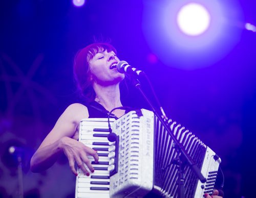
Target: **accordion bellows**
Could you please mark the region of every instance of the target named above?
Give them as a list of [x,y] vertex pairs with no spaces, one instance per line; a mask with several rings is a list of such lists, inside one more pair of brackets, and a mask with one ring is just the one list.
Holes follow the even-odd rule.
[[[178,197],[178,171],[173,163],[177,153],[173,141],[153,112],[141,111],[142,116],[131,111],[117,120],[111,120],[113,132],[118,137],[115,142],[108,141],[107,119],[81,121],[79,141],[99,148],[99,161],[104,163],[94,165],[100,168],[96,168],[86,182],[87,176],[79,171],[76,197]],[[189,131],[171,120],[168,123],[176,138],[207,179],[206,182],[201,183],[186,166],[185,197],[200,197],[205,193],[211,194],[220,159]],[[99,145],[101,143],[104,145]],[[93,164],[93,159],[90,159]],[[99,177],[93,178],[94,175]]]

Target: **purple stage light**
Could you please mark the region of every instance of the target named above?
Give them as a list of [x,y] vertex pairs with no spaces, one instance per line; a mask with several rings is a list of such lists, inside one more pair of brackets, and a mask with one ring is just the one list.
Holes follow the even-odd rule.
[[[237,24],[245,23],[238,0],[144,0],[144,5],[148,45],[159,60],[174,67],[194,69],[221,60],[240,40],[242,28]],[[191,17],[195,9],[202,18]],[[188,23],[189,15],[195,20]]]
[[73,0],[73,4],[77,7],[81,7],[84,4],[84,0]]
[[177,18],[180,29],[190,36],[203,34],[209,27],[210,19],[207,9],[201,5],[194,3],[183,6]]
[[247,22],[245,23],[245,29],[247,30],[252,31],[253,32],[256,32],[256,27],[252,24]]

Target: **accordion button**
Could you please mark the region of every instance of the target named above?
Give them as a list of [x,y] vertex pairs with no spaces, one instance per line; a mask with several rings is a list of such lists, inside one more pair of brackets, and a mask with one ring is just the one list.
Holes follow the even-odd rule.
[[111,152],[109,154],[109,158],[110,159],[114,158],[115,156],[115,152]]
[[114,162],[115,162],[115,159],[114,158],[112,158],[109,161],[109,165],[114,164]]
[[112,151],[114,151],[115,150],[116,150],[116,146],[115,146],[114,145],[112,145],[112,146],[110,146],[110,147],[109,148],[109,152],[112,152]]
[[108,167],[108,170],[109,171],[112,171],[115,169],[115,166],[114,165],[111,165],[110,166],[109,166]]

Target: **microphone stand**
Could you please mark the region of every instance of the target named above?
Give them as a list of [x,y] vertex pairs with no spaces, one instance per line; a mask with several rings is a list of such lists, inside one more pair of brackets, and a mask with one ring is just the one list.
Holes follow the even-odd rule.
[[174,135],[172,132],[169,127],[168,126],[167,122],[162,117],[158,112],[156,110],[156,108],[153,105],[152,103],[147,97],[146,94],[144,93],[140,85],[140,82],[139,80],[135,78],[132,77],[132,81],[133,84],[135,86],[135,87],[140,91],[144,98],[147,102],[147,104],[150,105],[152,111],[155,115],[158,117],[159,121],[163,125],[164,129],[167,131],[168,134],[169,135],[172,139],[174,142],[175,148],[177,152],[177,159],[174,160],[174,163],[177,165],[178,169],[179,171],[179,197],[180,198],[185,198],[185,186],[184,186],[184,168],[186,164],[188,164],[190,168],[192,169],[194,172],[196,174],[198,179],[199,179],[202,183],[205,183],[206,179],[204,178],[201,174],[199,168],[197,167],[197,164],[194,162],[190,157],[187,154],[184,148],[183,145],[179,142]]

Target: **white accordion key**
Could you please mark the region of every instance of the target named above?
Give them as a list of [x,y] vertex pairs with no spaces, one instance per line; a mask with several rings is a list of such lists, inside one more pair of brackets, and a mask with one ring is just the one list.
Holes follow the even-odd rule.
[[110,159],[114,158],[115,157],[115,155],[116,155],[116,153],[115,152],[110,152],[109,154],[109,158],[110,158]]
[[109,161],[109,165],[114,164],[114,163],[115,163],[115,159],[112,158]]
[[115,166],[113,164],[111,165],[110,166],[109,166],[108,167],[108,170],[109,171],[111,171],[115,169]]
[[109,148],[109,152],[112,152],[113,151],[115,151],[116,150],[116,146],[114,145],[110,146]]

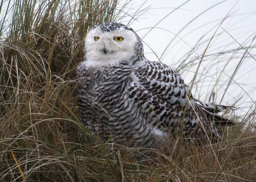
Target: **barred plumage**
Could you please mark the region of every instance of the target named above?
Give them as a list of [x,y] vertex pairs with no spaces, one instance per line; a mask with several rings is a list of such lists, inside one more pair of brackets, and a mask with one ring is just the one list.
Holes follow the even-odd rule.
[[[123,40],[115,41],[117,36]],[[174,70],[147,60],[132,29],[102,23],[88,33],[85,48],[86,60],[77,69],[79,115],[103,139],[161,147],[176,129],[181,128],[185,137],[219,138],[217,125],[233,124],[216,114],[228,107],[194,99]]]

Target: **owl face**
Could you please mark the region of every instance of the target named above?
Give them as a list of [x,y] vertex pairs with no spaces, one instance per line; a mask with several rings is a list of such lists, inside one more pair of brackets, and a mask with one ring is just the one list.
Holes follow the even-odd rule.
[[103,66],[128,60],[136,55],[139,41],[135,32],[125,25],[104,22],[94,26],[85,40],[87,66]]

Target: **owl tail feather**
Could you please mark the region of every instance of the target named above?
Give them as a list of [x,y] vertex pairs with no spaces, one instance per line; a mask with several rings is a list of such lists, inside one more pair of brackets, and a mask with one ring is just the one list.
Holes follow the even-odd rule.
[[234,110],[235,108],[233,106],[226,106],[217,105],[213,103],[203,103],[196,99],[195,100],[196,104],[204,111],[205,114],[209,120],[214,121],[217,125],[232,126],[236,124],[236,122],[225,117],[218,115],[217,113],[227,110]]

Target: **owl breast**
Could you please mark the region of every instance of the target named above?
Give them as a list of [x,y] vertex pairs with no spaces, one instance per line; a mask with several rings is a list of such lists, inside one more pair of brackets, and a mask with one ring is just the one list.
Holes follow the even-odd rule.
[[147,116],[127,93],[133,68],[83,69],[77,84],[79,115],[85,126],[105,141],[133,141],[133,146],[149,147],[152,142],[150,128],[145,126]]

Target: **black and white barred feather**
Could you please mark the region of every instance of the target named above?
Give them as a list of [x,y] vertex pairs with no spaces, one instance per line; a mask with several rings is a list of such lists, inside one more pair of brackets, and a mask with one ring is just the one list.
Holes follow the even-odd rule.
[[82,64],[77,69],[79,115],[95,134],[115,143],[149,148],[156,143],[161,147],[161,141],[180,130],[186,138],[221,138],[218,125],[234,124],[217,114],[232,107],[194,99],[174,69],[147,60],[133,29],[112,22],[97,27],[103,32],[124,27],[134,32],[138,42],[129,59],[100,68]]

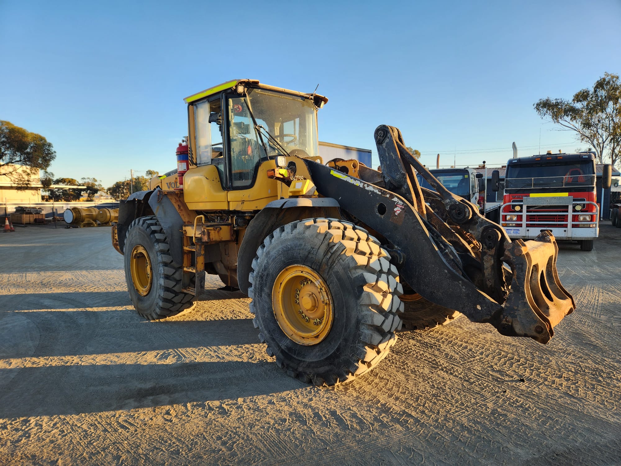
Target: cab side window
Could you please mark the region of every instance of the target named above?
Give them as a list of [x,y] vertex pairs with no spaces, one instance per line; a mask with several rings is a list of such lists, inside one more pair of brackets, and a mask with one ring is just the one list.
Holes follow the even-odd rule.
[[220,100],[204,101],[194,107],[196,163],[204,165],[222,156],[222,114]]
[[255,129],[246,99],[229,99],[227,106],[232,185],[233,188],[242,188],[252,184],[261,159],[266,157],[265,151]]

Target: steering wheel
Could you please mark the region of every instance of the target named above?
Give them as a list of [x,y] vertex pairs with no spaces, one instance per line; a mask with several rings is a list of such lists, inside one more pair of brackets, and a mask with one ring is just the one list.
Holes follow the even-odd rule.
[[[291,140],[287,141],[286,142],[285,142],[284,138],[286,137],[291,137],[292,139],[291,139]],[[279,142],[281,142],[283,144],[292,144],[294,142],[297,140],[297,136],[296,136],[295,134],[279,134],[278,136],[276,137],[276,139],[278,140]]]

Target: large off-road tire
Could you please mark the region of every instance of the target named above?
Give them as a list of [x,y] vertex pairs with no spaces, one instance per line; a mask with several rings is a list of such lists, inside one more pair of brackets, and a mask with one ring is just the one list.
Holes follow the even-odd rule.
[[403,310],[389,259],[366,231],[335,219],[292,222],[270,235],[252,262],[248,290],[268,354],[289,375],[316,385],[374,367],[396,340]]
[[[420,295],[414,296],[418,298]],[[404,298],[402,330],[428,330],[449,324],[462,315],[460,312],[443,308],[422,296],[415,301],[406,301]]]
[[149,320],[163,319],[193,306],[181,291],[183,268],[173,262],[168,240],[155,216],[132,222],[125,240],[125,280],[134,307]]
[[592,251],[593,250],[593,240],[581,239],[580,240],[580,250]]

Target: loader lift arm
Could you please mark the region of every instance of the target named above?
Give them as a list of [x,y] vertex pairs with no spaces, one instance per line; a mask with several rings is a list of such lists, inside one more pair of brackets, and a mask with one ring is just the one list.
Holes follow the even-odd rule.
[[[400,275],[424,298],[503,335],[549,341],[575,309],[558,278],[551,233],[512,242],[476,206],[446,190],[407,151],[397,129],[381,126],[375,139],[383,183],[305,160],[318,192],[384,236]],[[437,193],[421,190],[415,169]]]

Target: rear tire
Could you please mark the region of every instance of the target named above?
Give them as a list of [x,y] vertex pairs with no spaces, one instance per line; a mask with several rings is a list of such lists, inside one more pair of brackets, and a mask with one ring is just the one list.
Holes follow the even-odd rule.
[[592,239],[580,240],[580,250],[581,251],[593,250],[593,240]]
[[[394,344],[403,309],[399,273],[389,258],[377,239],[348,222],[308,219],[276,230],[257,250],[248,277],[250,311],[268,354],[289,376],[315,385],[348,381],[373,368]],[[314,276],[309,286],[319,283],[320,293],[312,298],[316,303],[320,297],[322,303],[316,336],[305,336],[313,323],[309,328],[307,320],[305,328],[296,321],[304,313],[299,311],[298,317],[297,308],[286,309],[289,285],[282,277],[292,270]],[[302,308],[309,303],[306,298],[303,306],[302,298],[309,295],[302,288],[307,282],[299,283],[299,298],[294,298]],[[324,301],[329,306],[324,307]],[[316,316],[309,316],[312,322]]]
[[416,301],[403,301],[403,329],[429,330],[450,324],[462,315],[458,311],[443,308],[422,297]]
[[[183,267],[173,262],[168,240],[157,219],[140,217],[132,222],[125,240],[125,280],[132,303],[138,313],[149,320],[175,316],[193,305],[194,295],[181,291]],[[148,256],[150,276],[141,294],[136,286],[140,278],[132,276],[132,255]],[[147,262],[144,257],[143,263]],[[136,267],[134,259],[135,268]]]

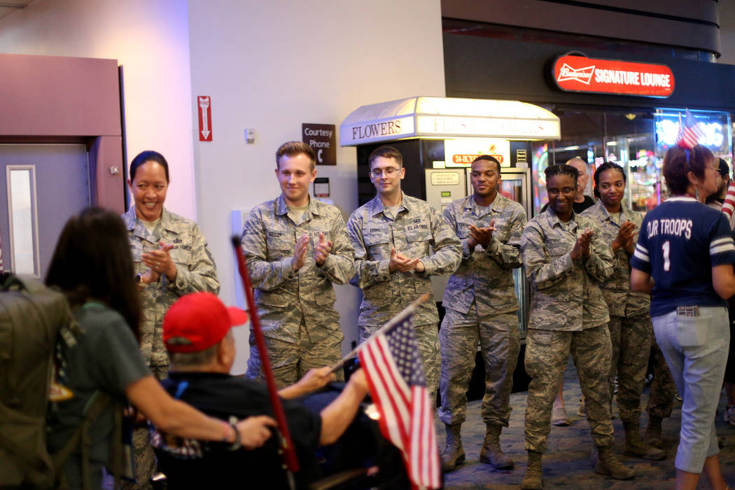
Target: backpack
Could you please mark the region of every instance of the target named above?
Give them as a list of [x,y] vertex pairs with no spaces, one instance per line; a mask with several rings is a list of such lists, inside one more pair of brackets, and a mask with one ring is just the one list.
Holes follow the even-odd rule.
[[[46,416],[56,376],[54,355],[57,342],[76,342],[78,326],[64,295],[37,279],[5,273],[0,284],[0,488],[62,487],[61,469],[80,444],[82,481],[89,488],[88,471],[84,473],[89,462],[87,430],[111,397],[97,392],[79,428],[58,453],[49,454]],[[121,408],[117,411],[115,432]],[[115,453],[118,446],[113,444]]]

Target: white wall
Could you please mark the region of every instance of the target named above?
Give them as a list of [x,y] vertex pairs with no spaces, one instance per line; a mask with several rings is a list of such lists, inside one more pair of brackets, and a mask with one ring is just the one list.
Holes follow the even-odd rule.
[[[302,123],[340,123],[361,105],[443,96],[440,0],[37,0],[0,20],[0,52],[112,58],[123,66],[129,160],[168,159],[167,208],[196,219],[234,302],[229,213],[278,195],[277,147]],[[213,141],[196,137],[196,96],[212,97]],[[245,128],[258,139],[245,145]],[[357,206],[356,152],[337,149],[331,199]],[[337,288],[347,340],[359,294]],[[247,331],[234,368],[244,370]]]
[[[193,93],[210,96],[212,107],[213,141],[194,143],[198,215],[220,296],[232,303],[229,213],[279,195],[279,145],[300,140],[302,123],[339,130],[361,105],[445,95],[440,1],[190,0],[189,20]],[[245,144],[245,128],[257,131],[255,144]],[[354,148],[338,147],[336,167],[318,167],[345,220],[357,207],[356,166]],[[348,285],[337,293],[346,350],[357,338],[358,292]]]
[[182,0],[37,0],[0,19],[0,52],[117,60],[128,163],[163,154],[166,207],[196,219],[187,15]]

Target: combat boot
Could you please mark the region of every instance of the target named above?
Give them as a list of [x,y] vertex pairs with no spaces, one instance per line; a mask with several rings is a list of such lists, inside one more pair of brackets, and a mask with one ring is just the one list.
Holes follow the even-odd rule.
[[503,426],[497,424],[487,424],[485,442],[480,450],[480,462],[487,463],[497,469],[510,469],[513,467],[513,460],[503,454],[501,449],[501,430]]
[[523,490],[541,490],[543,486],[543,472],[541,469],[541,453],[528,451],[528,466],[526,469],[520,488]]
[[465,450],[462,447],[462,436],[459,428],[462,424],[445,424],[447,433],[447,443],[442,453],[442,469],[445,472],[453,471],[457,465],[465,462]]
[[662,418],[655,415],[648,416],[648,425],[645,428],[645,442],[649,446],[664,449],[664,439],[661,430]]
[[646,444],[641,439],[640,430],[638,424],[631,422],[624,422],[623,427],[625,430],[625,454],[631,456],[638,456],[643,459],[651,461],[660,461],[666,458],[666,452],[658,447],[654,447]]
[[615,480],[630,480],[636,475],[633,468],[617,461],[612,454],[612,446],[598,446],[593,449],[592,461],[598,475],[609,475]]

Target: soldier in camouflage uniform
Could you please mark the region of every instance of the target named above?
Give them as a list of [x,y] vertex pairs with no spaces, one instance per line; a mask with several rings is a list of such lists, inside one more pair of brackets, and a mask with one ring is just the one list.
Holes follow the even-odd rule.
[[473,192],[444,209],[444,219],[462,241],[459,268],[449,278],[442,303],[446,309],[439,337],[442,348],[439,418],[447,443],[445,471],[465,459],[459,429],[467,410],[467,389],[478,341],[485,362],[482,417],[487,426],[480,461],[512,468],[500,447],[508,427],[513,372],[518,359],[518,299],[512,270],[520,267],[520,235],[527,220],[523,206],[498,192],[501,165],[482,155],[472,162]]
[[[451,274],[462,258],[462,245],[429,203],[406,195],[401,153],[381,146],[368,159],[377,195],[355,210],[347,231],[355,249],[356,275],[362,289],[360,342],[424,293],[431,294],[431,276]],[[432,405],[439,388],[439,314],[433,300],[420,305],[414,325]]]
[[[241,237],[270,366],[281,388],[342,357],[345,336],[332,283],[346,284],[355,271],[340,210],[309,195],[315,160],[306,143],[281,145],[276,153],[281,195],[250,212]],[[252,333],[245,378],[262,380]]]
[[549,207],[526,225],[521,237],[532,298],[526,350],[531,376],[526,410],[528,465],[522,489],[542,488],[541,455],[551,428],[551,406],[570,353],[587,406],[597,449],[595,471],[616,479],[634,476],[612,454],[608,377],[610,334],[607,304],[598,284],[612,275],[612,256],[599,228],[574,213],[578,172],[570,165],[545,170]]
[[625,454],[659,461],[666,453],[640,436],[640,398],[650,353],[653,326],[648,295],[631,290],[631,256],[635,251],[642,218],[622,205],[625,195],[625,173],[620,165],[607,162],[595,172],[595,197],[600,201],[582,212],[600,226],[603,240],[613,253],[612,277],[600,284],[607,303],[607,324],[612,344],[609,375],[612,403],[614,380],[617,375],[617,407],[625,430]]
[[671,417],[671,409],[674,406],[674,394],[676,384],[674,378],[666,364],[664,353],[656,342],[656,336],[652,331],[650,337],[651,350],[653,351],[653,381],[650,383],[648,403],[645,411],[648,413],[648,425],[645,429],[645,442],[659,449],[664,449],[662,434],[662,422],[664,419]]
[[[142,303],[140,350],[158,379],[168,376],[168,355],[163,345],[163,316],[174,301],[190,292],[217,294],[217,268],[204,235],[193,221],[163,207],[168,188],[168,163],[156,151],[143,151],[130,163],[128,187],[135,204],[123,215],[128,229],[133,267]],[[156,460],[146,428],[133,432],[137,483],[151,488]]]

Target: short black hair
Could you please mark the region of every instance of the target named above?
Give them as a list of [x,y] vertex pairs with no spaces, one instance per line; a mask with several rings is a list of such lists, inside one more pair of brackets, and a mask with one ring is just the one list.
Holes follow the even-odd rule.
[[138,336],[140,303],[128,234],[112,211],[90,207],[70,217],[59,236],[46,284],[80,306],[97,300],[118,311]]
[[595,170],[595,176],[593,177],[595,179],[595,187],[592,189],[592,194],[594,194],[595,197],[598,199],[600,198],[600,190],[598,187],[600,187],[600,179],[602,178],[602,173],[609,170],[618,170],[623,174],[623,181],[625,184],[628,183],[628,177],[625,176],[625,171],[623,169],[623,167],[620,167],[614,162],[606,162],[598,167],[598,169]]
[[130,176],[131,181],[135,179],[135,173],[137,171],[137,167],[146,162],[155,162],[160,164],[163,167],[164,172],[166,173],[166,181],[168,182],[171,180],[168,177],[168,162],[166,162],[166,159],[163,157],[163,155],[153,150],[146,150],[137,154],[133,161],[130,162],[130,172],[128,175]]
[[[473,160],[472,162],[475,163],[476,162],[478,162],[479,160],[486,160],[487,162],[495,162],[495,165],[498,166],[498,173],[501,173],[501,162],[498,162],[498,159],[495,158],[495,156],[492,156],[492,155],[480,155],[479,156],[478,156],[477,158],[476,158],[474,160]],[[471,166],[472,165],[470,165],[470,167],[471,167]]]
[[544,175],[546,176],[546,185],[549,184],[549,181],[554,176],[569,176],[574,179],[574,184],[577,184],[577,179],[579,178],[579,172],[572,165],[549,165],[544,169]]
[[398,167],[402,167],[404,166],[404,156],[401,154],[401,152],[394,148],[392,146],[379,146],[376,149],[373,150],[373,152],[368,157],[368,167],[370,169],[373,168],[373,161],[375,159],[382,156],[383,158],[392,158],[396,162],[398,162]]
[[675,145],[666,151],[662,173],[666,187],[674,195],[686,193],[689,181],[687,174],[693,172],[697,179],[703,179],[707,164],[714,158],[706,146],[695,145],[691,150]]
[[312,170],[313,170],[317,162],[317,154],[314,148],[304,143],[303,141],[287,141],[276,150],[276,168],[281,168],[280,160],[284,155],[287,156],[295,156],[304,154],[312,161]]

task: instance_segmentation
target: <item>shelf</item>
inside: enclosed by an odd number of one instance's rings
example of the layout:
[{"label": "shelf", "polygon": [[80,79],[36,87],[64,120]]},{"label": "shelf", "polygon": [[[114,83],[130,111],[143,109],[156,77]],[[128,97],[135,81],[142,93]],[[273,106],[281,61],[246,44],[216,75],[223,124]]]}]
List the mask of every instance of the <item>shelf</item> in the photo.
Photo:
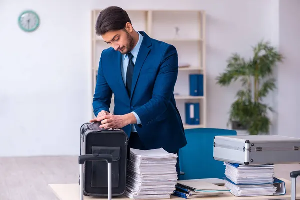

REQUIRED WORK: List each line of the entries above that contains the string "item", treating uppercase and lowercase letters as distinct.

TASK ANSWER:
target: <item>shelf</item>
List the mask of every instance of the <item>shelf</item> in the photo.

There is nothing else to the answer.